- WHAT IS BEING ASKED
Without the pictures, return all of the material exactly as written.

-------- DATASET EXTRACT --------

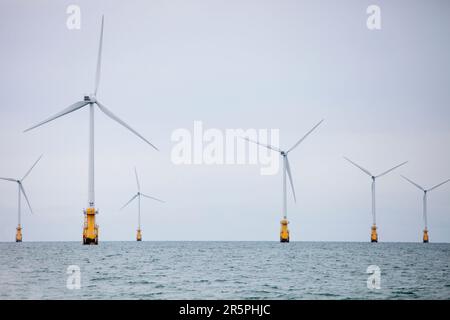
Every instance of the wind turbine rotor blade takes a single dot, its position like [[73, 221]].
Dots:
[[26, 198], [440, 184], [134, 197], [288, 169], [99, 58], [412, 182], [304, 137], [69, 109], [358, 166], [386, 172], [28, 172], [137, 180], [263, 145], [8, 179], [115, 118], [153, 198]]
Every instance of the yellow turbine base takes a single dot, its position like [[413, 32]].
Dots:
[[19, 234], [374, 234], [284, 232], [90, 229], [139, 235], [425, 236]]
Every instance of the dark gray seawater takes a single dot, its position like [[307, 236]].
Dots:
[[224, 270]]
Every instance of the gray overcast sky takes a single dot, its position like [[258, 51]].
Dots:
[[231, 64]]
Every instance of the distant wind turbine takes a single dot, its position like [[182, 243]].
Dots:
[[138, 195], [21, 192], [90, 231], [284, 234], [425, 195], [374, 235]]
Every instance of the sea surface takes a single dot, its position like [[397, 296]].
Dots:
[[223, 270]]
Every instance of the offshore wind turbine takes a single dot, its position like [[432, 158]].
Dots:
[[374, 234], [138, 196], [425, 195], [90, 229], [21, 191], [284, 233]]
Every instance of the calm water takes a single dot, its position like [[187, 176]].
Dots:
[[224, 270]]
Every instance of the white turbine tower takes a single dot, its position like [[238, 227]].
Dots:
[[284, 234], [21, 191], [90, 231], [425, 195], [138, 195], [374, 235]]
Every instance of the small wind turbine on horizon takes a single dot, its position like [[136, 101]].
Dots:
[[425, 195], [21, 192], [90, 230], [284, 233], [374, 234], [138, 195]]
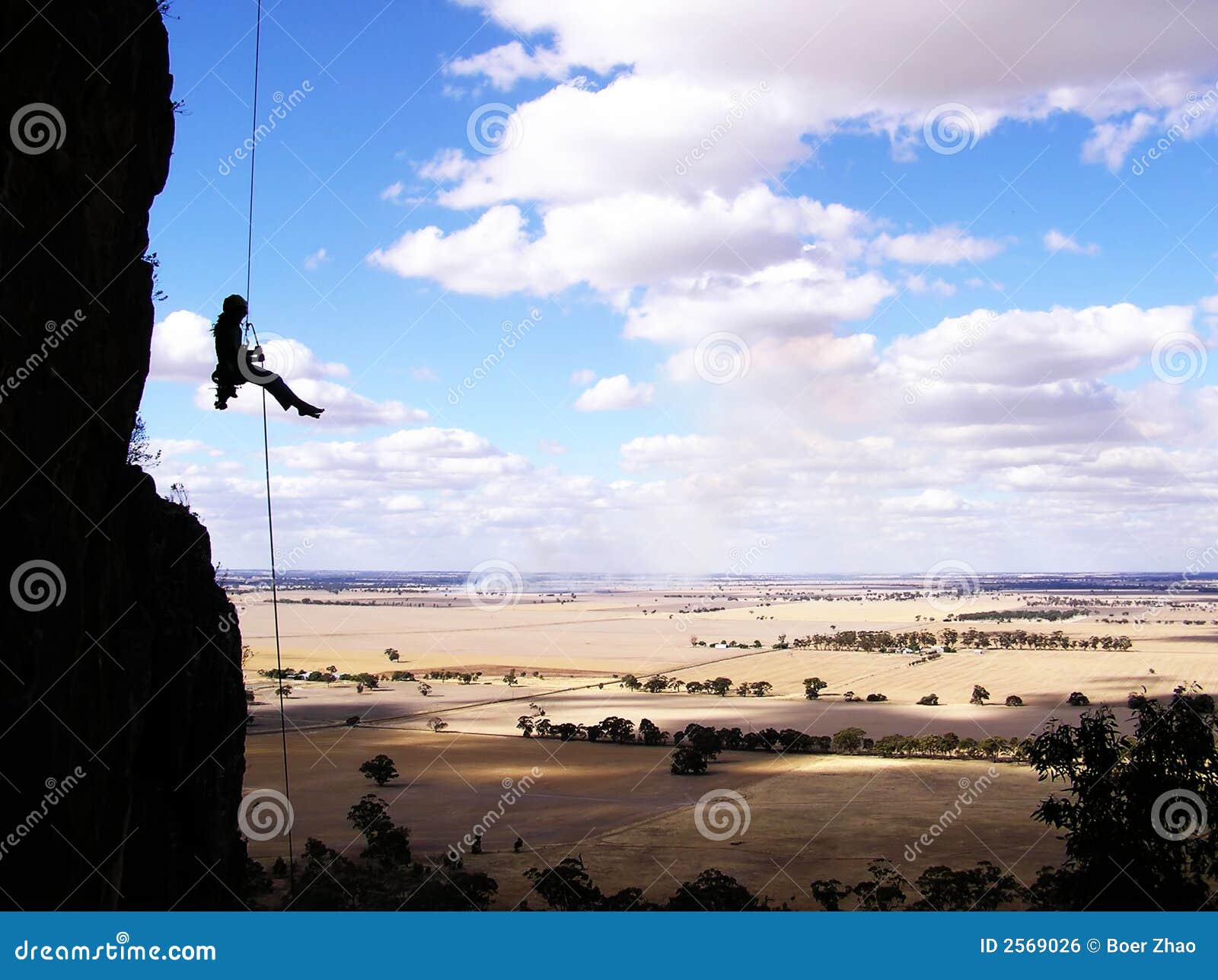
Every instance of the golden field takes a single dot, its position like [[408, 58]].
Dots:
[[618, 806]]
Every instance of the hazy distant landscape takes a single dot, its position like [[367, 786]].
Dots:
[[469, 690]]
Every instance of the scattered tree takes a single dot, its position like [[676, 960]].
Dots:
[[381, 769]]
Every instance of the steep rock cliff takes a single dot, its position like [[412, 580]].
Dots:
[[121, 695]]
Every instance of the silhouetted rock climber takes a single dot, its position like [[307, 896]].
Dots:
[[235, 363]]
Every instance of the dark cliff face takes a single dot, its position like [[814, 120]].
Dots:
[[121, 695]]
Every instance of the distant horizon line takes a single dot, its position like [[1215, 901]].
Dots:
[[920, 573]]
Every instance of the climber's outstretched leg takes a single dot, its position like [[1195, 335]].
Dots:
[[289, 399]]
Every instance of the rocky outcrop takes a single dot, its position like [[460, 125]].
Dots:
[[121, 694]]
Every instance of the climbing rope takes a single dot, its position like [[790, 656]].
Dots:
[[266, 456]]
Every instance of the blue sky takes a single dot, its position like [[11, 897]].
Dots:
[[391, 249]]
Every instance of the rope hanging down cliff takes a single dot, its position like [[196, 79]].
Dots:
[[266, 456]]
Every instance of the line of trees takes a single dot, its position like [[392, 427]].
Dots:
[[885, 641], [708, 742]]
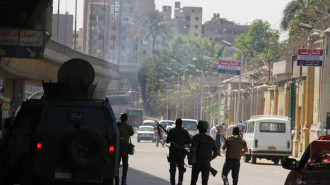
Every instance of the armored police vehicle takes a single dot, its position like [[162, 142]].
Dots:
[[66, 137]]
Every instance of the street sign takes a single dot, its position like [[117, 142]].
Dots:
[[229, 67], [310, 57], [21, 43]]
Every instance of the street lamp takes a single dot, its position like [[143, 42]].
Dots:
[[228, 44], [184, 77], [202, 96], [219, 94], [325, 46], [161, 80], [177, 99]]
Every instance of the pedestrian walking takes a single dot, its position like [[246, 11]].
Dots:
[[215, 133], [241, 127], [125, 131], [178, 137], [223, 133], [235, 146], [159, 134], [205, 149]]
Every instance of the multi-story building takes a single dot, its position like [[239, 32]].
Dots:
[[96, 28], [62, 26], [222, 29], [78, 39], [189, 19]]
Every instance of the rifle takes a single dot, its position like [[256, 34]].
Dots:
[[212, 170]]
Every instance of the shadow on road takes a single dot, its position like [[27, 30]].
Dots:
[[138, 177]]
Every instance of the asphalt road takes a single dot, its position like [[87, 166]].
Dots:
[[149, 166]]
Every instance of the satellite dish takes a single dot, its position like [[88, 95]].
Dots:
[[76, 73]]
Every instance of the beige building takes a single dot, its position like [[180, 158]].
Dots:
[[222, 29], [79, 38], [189, 19], [296, 93]]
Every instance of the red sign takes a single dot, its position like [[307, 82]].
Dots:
[[310, 57], [229, 67], [310, 52]]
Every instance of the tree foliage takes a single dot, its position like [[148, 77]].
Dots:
[[313, 12], [183, 50], [154, 25]]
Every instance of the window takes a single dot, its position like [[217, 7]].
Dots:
[[144, 42], [250, 127], [272, 127]]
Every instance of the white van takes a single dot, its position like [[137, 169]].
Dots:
[[269, 137]]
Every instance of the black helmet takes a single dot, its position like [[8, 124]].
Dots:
[[202, 124]]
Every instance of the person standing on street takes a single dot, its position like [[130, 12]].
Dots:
[[241, 127], [215, 133], [159, 135], [178, 137], [125, 131], [235, 146], [205, 149], [223, 133]]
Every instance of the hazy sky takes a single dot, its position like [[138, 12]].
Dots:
[[240, 11]]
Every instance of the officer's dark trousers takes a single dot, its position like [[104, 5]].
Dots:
[[176, 159], [204, 168], [123, 156], [233, 165]]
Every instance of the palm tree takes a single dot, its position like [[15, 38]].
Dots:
[[153, 25], [292, 9]]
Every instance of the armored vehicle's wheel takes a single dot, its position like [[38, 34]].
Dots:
[[86, 148], [246, 158], [108, 182]]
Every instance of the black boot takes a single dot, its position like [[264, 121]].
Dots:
[[116, 180], [123, 180]]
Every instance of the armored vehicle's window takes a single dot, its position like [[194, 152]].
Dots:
[[250, 127], [272, 127]]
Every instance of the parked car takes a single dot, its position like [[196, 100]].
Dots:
[[149, 123], [168, 128], [117, 116], [268, 137], [166, 123], [146, 133], [314, 165]]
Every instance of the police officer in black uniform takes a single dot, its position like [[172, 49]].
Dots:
[[125, 131], [178, 137], [206, 150]]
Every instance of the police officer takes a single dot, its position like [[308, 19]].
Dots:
[[178, 137], [235, 146], [206, 150], [125, 131]]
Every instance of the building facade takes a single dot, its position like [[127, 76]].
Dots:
[[222, 29], [189, 19], [62, 26]]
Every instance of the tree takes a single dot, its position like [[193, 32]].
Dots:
[[185, 50], [153, 25], [313, 12]]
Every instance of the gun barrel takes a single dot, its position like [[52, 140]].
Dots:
[[213, 171]]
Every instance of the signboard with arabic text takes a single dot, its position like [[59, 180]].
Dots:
[[310, 57], [229, 67], [21, 43]]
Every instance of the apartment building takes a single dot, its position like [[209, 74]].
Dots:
[[189, 19], [222, 29], [62, 29]]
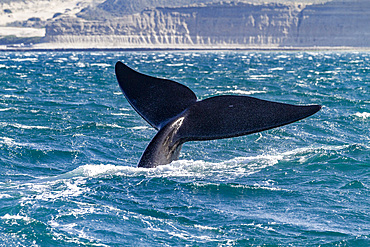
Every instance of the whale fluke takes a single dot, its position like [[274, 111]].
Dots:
[[174, 111]]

--------

- RESULT FOR THIS EXERCISE
Every instance of the wind turbine rotor blade takes a single dot, its position like [[73, 221]].
Dots:
[[26, 198], [440, 184], [134, 197], [288, 169], [99, 58], [412, 182], [304, 137], [69, 109], [358, 166], [386, 172], [28, 172], [137, 180], [263, 145], [8, 179], [115, 118], [153, 198]]
Every instance of the yellow turbine base takes a single dot, its position like [[413, 32]].
Dots:
[[19, 234], [374, 234], [284, 232], [90, 229], [139, 235], [425, 236]]
Every instance of the dark gray seawater takes a single dot, its position like [[307, 236]].
Dots:
[[224, 270]]
Every instance of the gray overcast sky takes a single dot, its position like [[258, 51]].
Dots:
[[231, 64]]
Every instance of the distant wind turbine takes a single dot, its position like [[182, 243]].
Dots:
[[138, 195], [21, 192], [90, 231], [284, 234], [425, 195], [374, 235]]
Every instance of the sea surface takes a single dot, its position like [[397, 296]].
Dots:
[[223, 270]]
Every instance of the offshore wind turbine takes a single dot, its position like [[432, 158]].
Dots:
[[374, 234], [138, 196], [425, 195], [90, 229], [21, 191], [284, 233]]
Every instance of the calm water takes a single dot, its position like [[187, 176]].
Dots:
[[224, 270]]
Every instance of the white turbine tower takes a single dot, its position like [[238, 227]].
Dots:
[[284, 234], [21, 191], [90, 231], [425, 195], [138, 195], [374, 235]]
Every instance of the small wind turbine on horizon takes a single dot, its position like [[136, 101]].
Dots:
[[425, 195], [21, 192], [90, 230], [284, 233], [374, 234], [138, 195]]
Every instance of the golden field takes a single dot, its position like [[408, 58]].
Dots:
[[618, 806]]
Every instance of the hazy distant landscape takes a single dot, its position like [[367, 786]].
Dots:
[[469, 690]]
Every instance of the scattered tree takes a single dot, its position like [[676, 960]].
Dots:
[[381, 769]]
Every instance of the steep rock cliff takes a single dot, its position like [[412, 580]].
Dots:
[[121, 695]]
Every instance of the silhouetted rock climber takes a single dot, its position like [[307, 896]].
Dots:
[[235, 363]]
Every instance of the dark cliff face takes a single dot, its position like [[814, 120]].
Dots:
[[121, 695]]
Every instance of the distant horizon line takes a single dot, its position like [[1215, 901]].
Dots:
[[920, 573]]
Every instance of the climber's outstretched leg takes a single dot, its position like [[1195, 335]].
Dots:
[[289, 399]]
Every instance of the rocky outcrop takes a single dot, its position like [[460, 125]].
Dots:
[[121, 694]]
Every instance of the climbing rope takes a single dot, its position like [[790, 656]].
Dots:
[[266, 456]]
Every instance of the blue sky takes a single dot, its position like [[11, 897]].
Dots:
[[391, 249]]
Every instance of the rope hanging down cliff takes a single dot, its position like [[196, 79]].
Dots:
[[266, 456]]
Every instance of the line of trees takes a single dot, its position like [[392, 427]].
Dots:
[[885, 641], [708, 742]]
Every instance of the armored police vehicle takes a single dot, its position like [[162, 142]].
Dots:
[[66, 137]]
Every instance of the street sign takes a single dot, its position like [[117, 142]].
Dots:
[[229, 67], [310, 57], [21, 43]]
Every instance of the street lamp takes a single dot, its position like [[143, 42]].
Dots:
[[228, 44], [184, 77], [202, 96], [219, 94], [325, 46], [161, 80], [177, 99]]
Every instance of the pedestrian walking takes a single dot, its position like [[246, 11]].
Dots:
[[215, 133], [241, 127], [125, 131], [178, 137], [223, 133], [235, 146], [159, 134], [205, 149]]
Every instance of the multi-story building takes a single dot, its position like [[239, 32]].
Dots:
[[96, 28], [62, 26], [222, 29], [78, 39], [189, 19]]
Every instance of the rifle takes a single dot, its position like [[256, 34]].
Dots:
[[212, 170]]
Every instance of the shadow on road takes a single dot, its position like [[27, 30]].
Dots:
[[138, 177]]
Every instance of the asphalt road takes a single dot, its position like [[87, 166]].
Dots:
[[149, 166]]
Every instance of the satellite dish takes a single dot, its position like [[88, 95]].
Dots:
[[76, 73]]
Every instance of the beige building takes a single dot, its position like [[180, 158]].
Dots:
[[222, 29], [79, 38], [189, 19], [296, 93]]
Every instance of the red sign takes a single dot, its position like [[307, 82]].
Dots:
[[310, 57], [229, 67], [310, 52]]
Every instance of the tree foliage takes a single dot, its position like [[148, 77]].
Dots:
[[313, 12], [183, 50], [154, 25]]
Every instance of the window takes a single dot, its position like [[217, 7]].
Dots:
[[144, 42], [250, 127], [272, 127]]
Every instance of the white van takes a single dot, its position like [[137, 169]].
Dots:
[[269, 137]]
Every instance of the black helmet takes a single dot, its position like [[8, 124]].
Dots:
[[202, 124]]
Every instance of the person standing on street takes a single dot, its position like [[130, 12]].
Dots:
[[241, 127], [215, 133], [159, 135], [178, 137], [125, 131], [235, 146], [205, 149], [223, 133]]
Every instance of the hazy sky takes a single dot, its position like [[138, 12]].
Dots:
[[240, 11]]
Every instance of the officer's dark trousers takes a single dot, its position like [[104, 5]].
Dots:
[[176, 159], [204, 168], [123, 156], [233, 165]]
Every instance of the palm tree takes a single dot, its position like [[15, 38]].
Dots:
[[153, 25], [292, 9]]
Every instance of the armored vehicle's wheel takes a single dot, its position like [[38, 34]].
Dots:
[[86, 148], [246, 158], [108, 182]]
Every instance of the black boot takes a single dot, its position like [[264, 121]].
Dots:
[[116, 180], [123, 180]]
Every instance of the armored vehicle's window takes a single dot, its position like [[194, 152]].
Dots:
[[250, 127], [272, 127]]
Every instance of the parked car takes a single dot, its position like [[196, 100]].
Dots:
[[149, 123], [168, 128], [117, 116], [268, 137], [166, 123], [146, 133], [314, 165]]
Every instance of the police officer in black uniform takes a single dot, its position like [[172, 49]].
Dots:
[[125, 131], [178, 137], [206, 150]]
Every instance of the police officer takes a single dot, its position like [[308, 19]].
Dots:
[[178, 137], [235, 146], [206, 150], [125, 131]]
Every instance of the building facade takes a single dot, its position like [[127, 76]].
Dots:
[[222, 29], [189, 19], [62, 26]]
Every instance of the tree takes a single dot, its position like [[193, 32]].
Dots:
[[185, 50], [153, 25], [313, 12]]
Every instance of the gun barrel takes a single dot, its position like [[52, 140]].
Dots:
[[213, 171]]
Every instance of the signboard with arabic text takes a single dot, its position like [[59, 180]].
Dots:
[[310, 57], [229, 67], [21, 43]]
Every instance of the apartment building takes a single dot, its position like [[209, 74]].
Dots:
[[189, 19], [222, 29], [62, 29]]
Every instance of the whale fluke takes a single dot, its position like [[274, 111]].
Dots:
[[174, 111]]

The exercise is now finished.